» Quoted passage:
—————

Published online by Cambridge University Press: 05 June 2014
Paris, 5 October 1835 In statistical affairs … the first care before all else is to lose sight of the man taken in isolation in order to consider him only as a fraction of the species. It is necessary to strip him of his individuality to arrive at the elimination of all accidental effects that individuality can introduce into the question.
Numbers were a fetish, numbers for their own sake. What could be done with them? They were supposed to be a guide to legislation. There was the nascent idea of statistical law, but hardly any statistical inference. Yes, one could conclude that the French are more prone to suicide than the English. Yes, Guerry could invent (almost without knowing it) rank-order statistics to argue that improved education does not counter crime rate. But hardly anyone sensed that a new style of reasoning was in the making.

—————

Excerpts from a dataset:
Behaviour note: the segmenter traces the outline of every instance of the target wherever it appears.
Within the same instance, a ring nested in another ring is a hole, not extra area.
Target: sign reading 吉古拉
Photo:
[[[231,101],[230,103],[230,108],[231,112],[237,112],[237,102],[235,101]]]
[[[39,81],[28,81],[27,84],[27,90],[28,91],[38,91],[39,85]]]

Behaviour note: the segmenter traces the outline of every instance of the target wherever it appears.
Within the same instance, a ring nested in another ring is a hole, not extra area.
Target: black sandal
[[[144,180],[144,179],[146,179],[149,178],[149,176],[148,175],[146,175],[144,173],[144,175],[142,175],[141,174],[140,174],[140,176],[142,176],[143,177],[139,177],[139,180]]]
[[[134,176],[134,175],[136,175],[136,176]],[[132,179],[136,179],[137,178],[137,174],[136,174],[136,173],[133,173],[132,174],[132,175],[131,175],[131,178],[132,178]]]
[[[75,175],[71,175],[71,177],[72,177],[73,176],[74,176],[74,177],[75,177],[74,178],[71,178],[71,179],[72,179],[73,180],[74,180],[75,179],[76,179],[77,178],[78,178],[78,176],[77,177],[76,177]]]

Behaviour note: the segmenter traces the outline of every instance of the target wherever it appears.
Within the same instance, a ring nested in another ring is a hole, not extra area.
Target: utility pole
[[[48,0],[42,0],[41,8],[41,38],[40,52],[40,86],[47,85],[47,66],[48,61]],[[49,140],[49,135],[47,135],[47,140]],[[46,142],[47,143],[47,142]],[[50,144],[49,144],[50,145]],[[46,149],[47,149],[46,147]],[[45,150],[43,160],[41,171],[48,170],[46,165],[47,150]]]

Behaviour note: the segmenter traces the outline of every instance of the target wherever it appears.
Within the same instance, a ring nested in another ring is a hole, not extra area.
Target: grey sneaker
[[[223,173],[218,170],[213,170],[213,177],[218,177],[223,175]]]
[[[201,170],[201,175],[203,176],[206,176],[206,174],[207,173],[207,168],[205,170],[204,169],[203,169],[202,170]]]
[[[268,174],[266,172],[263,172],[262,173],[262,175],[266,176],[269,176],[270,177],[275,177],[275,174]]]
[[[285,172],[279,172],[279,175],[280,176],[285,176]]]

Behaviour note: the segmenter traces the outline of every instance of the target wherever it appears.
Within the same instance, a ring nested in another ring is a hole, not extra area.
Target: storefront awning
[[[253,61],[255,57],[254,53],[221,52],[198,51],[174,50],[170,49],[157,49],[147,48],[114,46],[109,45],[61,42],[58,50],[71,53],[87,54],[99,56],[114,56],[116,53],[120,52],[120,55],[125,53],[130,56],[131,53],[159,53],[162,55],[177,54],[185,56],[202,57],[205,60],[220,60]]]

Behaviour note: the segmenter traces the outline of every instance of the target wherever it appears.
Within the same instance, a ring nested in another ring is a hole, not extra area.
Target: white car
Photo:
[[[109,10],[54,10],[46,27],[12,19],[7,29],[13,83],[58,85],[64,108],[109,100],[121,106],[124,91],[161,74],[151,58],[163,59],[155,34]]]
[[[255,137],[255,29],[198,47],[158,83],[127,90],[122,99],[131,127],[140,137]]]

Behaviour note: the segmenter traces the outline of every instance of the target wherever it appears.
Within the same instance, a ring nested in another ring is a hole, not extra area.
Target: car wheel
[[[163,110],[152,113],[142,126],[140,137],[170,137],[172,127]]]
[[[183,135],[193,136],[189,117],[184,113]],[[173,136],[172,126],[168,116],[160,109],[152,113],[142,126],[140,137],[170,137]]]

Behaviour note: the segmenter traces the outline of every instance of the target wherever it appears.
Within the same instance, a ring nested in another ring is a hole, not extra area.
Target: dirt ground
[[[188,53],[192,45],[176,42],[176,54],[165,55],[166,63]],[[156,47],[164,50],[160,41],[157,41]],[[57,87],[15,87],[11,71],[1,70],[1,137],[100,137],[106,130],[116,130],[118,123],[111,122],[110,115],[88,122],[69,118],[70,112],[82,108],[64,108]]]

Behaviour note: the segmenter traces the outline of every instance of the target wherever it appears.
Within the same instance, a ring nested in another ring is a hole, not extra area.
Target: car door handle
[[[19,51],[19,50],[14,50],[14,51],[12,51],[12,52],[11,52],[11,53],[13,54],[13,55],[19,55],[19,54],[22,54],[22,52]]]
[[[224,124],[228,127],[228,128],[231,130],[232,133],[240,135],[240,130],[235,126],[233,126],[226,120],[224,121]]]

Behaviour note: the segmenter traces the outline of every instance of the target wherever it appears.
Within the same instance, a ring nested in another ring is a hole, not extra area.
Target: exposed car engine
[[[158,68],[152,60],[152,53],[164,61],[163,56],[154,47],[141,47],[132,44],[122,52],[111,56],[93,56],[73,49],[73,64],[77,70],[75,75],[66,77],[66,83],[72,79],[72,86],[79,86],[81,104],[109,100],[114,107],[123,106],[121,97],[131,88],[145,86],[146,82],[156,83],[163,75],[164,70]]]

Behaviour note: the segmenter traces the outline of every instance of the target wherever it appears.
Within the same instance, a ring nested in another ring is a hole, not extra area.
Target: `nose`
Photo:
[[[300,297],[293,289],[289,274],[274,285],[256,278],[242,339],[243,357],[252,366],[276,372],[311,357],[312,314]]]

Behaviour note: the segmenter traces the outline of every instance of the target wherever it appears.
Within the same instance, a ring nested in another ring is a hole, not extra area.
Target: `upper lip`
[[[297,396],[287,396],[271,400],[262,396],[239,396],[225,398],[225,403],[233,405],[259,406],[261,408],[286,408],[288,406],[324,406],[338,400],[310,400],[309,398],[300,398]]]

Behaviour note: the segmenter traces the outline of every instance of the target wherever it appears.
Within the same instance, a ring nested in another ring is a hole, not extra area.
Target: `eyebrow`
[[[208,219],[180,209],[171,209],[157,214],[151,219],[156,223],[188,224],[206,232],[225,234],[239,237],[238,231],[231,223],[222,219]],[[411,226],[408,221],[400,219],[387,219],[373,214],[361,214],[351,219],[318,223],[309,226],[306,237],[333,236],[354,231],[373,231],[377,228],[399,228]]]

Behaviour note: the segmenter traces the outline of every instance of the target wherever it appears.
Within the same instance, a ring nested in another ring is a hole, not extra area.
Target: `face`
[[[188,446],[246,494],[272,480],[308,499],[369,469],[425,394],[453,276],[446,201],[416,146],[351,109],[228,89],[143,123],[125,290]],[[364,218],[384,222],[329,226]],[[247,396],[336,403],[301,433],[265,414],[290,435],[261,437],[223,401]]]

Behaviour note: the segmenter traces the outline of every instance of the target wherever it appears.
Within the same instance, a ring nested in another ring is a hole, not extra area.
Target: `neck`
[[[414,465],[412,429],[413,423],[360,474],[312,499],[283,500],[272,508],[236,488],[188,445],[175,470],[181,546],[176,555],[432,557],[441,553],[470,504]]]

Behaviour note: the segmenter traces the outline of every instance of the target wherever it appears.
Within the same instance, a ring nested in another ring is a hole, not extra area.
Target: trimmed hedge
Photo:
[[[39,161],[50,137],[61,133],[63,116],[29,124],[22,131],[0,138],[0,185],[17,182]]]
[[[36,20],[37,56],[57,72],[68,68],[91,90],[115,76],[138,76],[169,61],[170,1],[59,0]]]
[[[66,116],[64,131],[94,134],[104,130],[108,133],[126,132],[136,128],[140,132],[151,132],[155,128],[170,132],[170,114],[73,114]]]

—————

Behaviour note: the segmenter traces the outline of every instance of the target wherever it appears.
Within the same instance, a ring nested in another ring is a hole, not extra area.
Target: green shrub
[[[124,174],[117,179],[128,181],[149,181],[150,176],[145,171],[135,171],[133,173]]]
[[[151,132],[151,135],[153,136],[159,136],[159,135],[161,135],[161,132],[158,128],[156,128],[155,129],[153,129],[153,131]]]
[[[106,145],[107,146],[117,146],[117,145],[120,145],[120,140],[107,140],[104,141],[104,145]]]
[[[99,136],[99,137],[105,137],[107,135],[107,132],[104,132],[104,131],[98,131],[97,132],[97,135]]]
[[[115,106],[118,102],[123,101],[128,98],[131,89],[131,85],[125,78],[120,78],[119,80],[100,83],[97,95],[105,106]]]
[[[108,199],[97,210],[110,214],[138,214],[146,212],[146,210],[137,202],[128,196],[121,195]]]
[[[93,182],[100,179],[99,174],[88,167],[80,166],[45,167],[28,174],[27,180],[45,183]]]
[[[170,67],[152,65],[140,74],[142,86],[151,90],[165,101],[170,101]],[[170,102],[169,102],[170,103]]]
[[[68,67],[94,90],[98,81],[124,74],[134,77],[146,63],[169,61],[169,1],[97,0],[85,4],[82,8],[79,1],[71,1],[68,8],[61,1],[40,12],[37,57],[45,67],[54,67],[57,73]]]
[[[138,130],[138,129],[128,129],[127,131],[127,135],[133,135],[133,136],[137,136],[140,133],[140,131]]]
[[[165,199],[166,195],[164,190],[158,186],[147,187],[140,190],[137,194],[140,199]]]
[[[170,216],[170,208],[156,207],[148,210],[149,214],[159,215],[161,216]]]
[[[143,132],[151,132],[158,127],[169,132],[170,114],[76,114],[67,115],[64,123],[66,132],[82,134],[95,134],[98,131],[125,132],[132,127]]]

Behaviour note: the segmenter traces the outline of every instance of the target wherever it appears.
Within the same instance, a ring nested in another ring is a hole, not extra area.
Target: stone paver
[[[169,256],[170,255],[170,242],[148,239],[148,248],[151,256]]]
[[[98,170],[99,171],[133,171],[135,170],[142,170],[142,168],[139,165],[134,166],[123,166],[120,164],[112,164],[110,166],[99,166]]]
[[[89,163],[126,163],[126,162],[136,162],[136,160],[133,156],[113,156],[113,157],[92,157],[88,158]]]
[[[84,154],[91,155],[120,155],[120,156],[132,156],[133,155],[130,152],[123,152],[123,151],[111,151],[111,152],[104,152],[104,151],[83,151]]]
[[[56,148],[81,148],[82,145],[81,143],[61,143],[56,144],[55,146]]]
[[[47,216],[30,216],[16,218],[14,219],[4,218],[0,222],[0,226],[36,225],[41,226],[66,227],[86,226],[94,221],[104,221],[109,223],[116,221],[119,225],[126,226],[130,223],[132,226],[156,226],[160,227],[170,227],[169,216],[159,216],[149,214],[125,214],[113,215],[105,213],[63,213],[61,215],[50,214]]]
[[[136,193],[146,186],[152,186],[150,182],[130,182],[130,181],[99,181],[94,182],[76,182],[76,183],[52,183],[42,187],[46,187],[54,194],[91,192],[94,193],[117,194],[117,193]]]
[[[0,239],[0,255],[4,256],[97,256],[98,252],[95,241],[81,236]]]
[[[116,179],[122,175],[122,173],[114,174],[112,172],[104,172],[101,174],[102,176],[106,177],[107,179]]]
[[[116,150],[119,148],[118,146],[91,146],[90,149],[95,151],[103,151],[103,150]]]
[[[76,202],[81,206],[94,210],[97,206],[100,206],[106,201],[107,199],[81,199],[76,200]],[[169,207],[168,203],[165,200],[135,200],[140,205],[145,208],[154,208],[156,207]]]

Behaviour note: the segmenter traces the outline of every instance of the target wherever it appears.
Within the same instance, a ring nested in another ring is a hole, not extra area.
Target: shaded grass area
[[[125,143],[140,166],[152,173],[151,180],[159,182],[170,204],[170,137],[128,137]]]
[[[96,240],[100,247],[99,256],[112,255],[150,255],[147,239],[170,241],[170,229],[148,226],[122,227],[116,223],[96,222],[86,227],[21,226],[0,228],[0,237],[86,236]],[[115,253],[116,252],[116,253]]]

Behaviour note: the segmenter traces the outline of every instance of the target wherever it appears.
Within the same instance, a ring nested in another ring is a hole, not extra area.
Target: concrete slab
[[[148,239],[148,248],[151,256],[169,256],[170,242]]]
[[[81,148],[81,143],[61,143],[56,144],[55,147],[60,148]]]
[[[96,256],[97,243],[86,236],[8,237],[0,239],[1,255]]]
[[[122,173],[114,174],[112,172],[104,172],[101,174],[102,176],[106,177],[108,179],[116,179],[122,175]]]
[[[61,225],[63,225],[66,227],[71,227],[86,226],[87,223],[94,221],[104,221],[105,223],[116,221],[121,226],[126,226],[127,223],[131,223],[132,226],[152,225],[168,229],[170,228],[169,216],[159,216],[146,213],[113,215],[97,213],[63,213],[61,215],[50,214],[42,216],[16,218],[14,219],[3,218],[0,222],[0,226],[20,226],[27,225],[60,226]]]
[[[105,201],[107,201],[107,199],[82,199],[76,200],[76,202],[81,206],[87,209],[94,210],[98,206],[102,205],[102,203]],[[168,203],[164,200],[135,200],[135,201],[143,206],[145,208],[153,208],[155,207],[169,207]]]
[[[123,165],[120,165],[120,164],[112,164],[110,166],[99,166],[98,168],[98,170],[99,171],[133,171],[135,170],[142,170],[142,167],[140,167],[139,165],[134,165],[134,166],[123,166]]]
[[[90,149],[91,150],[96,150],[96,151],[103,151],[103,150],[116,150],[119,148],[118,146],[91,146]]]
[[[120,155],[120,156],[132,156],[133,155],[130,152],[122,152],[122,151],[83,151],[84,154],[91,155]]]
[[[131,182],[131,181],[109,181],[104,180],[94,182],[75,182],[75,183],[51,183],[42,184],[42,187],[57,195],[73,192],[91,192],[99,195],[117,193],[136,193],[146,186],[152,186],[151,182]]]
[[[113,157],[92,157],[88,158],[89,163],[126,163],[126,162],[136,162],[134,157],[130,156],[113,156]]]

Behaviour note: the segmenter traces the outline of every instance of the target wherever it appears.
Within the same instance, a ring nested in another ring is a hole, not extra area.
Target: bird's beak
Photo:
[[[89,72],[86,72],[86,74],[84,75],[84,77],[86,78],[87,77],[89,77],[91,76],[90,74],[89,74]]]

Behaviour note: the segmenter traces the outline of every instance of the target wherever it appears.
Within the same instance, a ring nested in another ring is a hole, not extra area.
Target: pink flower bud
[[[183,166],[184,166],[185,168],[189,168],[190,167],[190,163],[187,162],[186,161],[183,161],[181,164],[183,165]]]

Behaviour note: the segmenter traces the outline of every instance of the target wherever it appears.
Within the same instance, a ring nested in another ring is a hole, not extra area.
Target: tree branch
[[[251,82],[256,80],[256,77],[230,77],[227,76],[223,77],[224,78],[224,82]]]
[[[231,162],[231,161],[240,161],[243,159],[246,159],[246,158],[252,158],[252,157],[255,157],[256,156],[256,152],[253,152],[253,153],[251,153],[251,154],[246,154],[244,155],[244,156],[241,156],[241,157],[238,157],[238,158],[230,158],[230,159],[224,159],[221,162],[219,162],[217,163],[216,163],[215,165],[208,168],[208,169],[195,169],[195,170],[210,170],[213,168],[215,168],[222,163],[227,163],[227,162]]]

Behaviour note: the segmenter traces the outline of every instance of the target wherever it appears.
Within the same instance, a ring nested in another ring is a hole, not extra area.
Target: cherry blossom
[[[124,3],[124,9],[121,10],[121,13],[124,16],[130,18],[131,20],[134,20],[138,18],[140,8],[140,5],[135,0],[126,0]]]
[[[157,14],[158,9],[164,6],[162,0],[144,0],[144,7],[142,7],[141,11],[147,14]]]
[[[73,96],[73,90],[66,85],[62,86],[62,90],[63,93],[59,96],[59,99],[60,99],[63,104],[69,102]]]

—————

» Exercise requirements:
#1 List every name of a place, person, publisher or nationality that appears in the passage on early statistics.
#2 In the passage on early statistics, what were numbers supposed to be?
#3 Carry on the passage on early statistics from its final sentence.

» Responses:
#1 Cambridge University Press, Paris, French, English, Guerry

#2 A guide to legislation.

#3
Medicine is a good example. The statistics of Paris were full of tables reporting the great hospitals. Would not these batteries of numbers lead at once to tests of treatment and cures? Not at all. When the numbers were used, it was more out of professional jealousy than in a quest for objective knowledge.
The first use of statistical data to evaluate treatment was, it appears, in connection with the charismatic and polemical F.-J.-V. Broussais, whose belief in a ‘stay-alive’ organ I mentioned briefly in chapter 8. He will figure in chapter 19 because of the way that Comte transferred his physiological conception of the ‘normal state’ to society and politics.